--- BEGIN INPUT ---

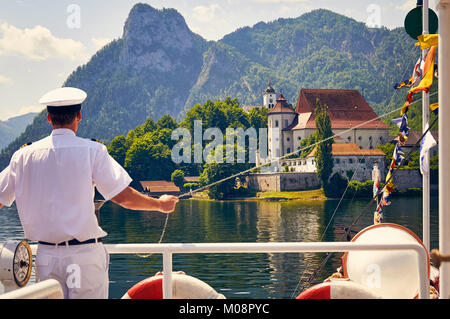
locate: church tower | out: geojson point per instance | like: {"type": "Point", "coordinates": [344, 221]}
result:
{"type": "Point", "coordinates": [269, 96]}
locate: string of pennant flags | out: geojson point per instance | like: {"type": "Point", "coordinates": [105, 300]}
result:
{"type": "Point", "coordinates": [421, 80]}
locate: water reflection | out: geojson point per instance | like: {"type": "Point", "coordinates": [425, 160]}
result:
{"type": "Point", "coordinates": [238, 275]}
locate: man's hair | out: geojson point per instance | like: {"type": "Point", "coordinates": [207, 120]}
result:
{"type": "Point", "coordinates": [63, 118]}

--- END INPUT ---

## PROBLEM STATEMENT
Please change every "locate" in the rows above to "find", keep everything else the same, and leave the pictures out of your answer.

## EXERCISE ANSWER
find: church tower | out: geojson point per instance | like: {"type": "Point", "coordinates": [344, 221]}
result:
{"type": "Point", "coordinates": [269, 96]}
find: string of pennant flags | out: geojson point per instance | like: {"type": "Point", "coordinates": [105, 300]}
result:
{"type": "Point", "coordinates": [421, 80]}
find: water reflection | out: geojson point per instance | like: {"type": "Point", "coordinates": [425, 160]}
result:
{"type": "Point", "coordinates": [238, 275]}
find: man's hair | out: geojson point per instance | like: {"type": "Point", "coordinates": [207, 120]}
result:
{"type": "Point", "coordinates": [63, 118]}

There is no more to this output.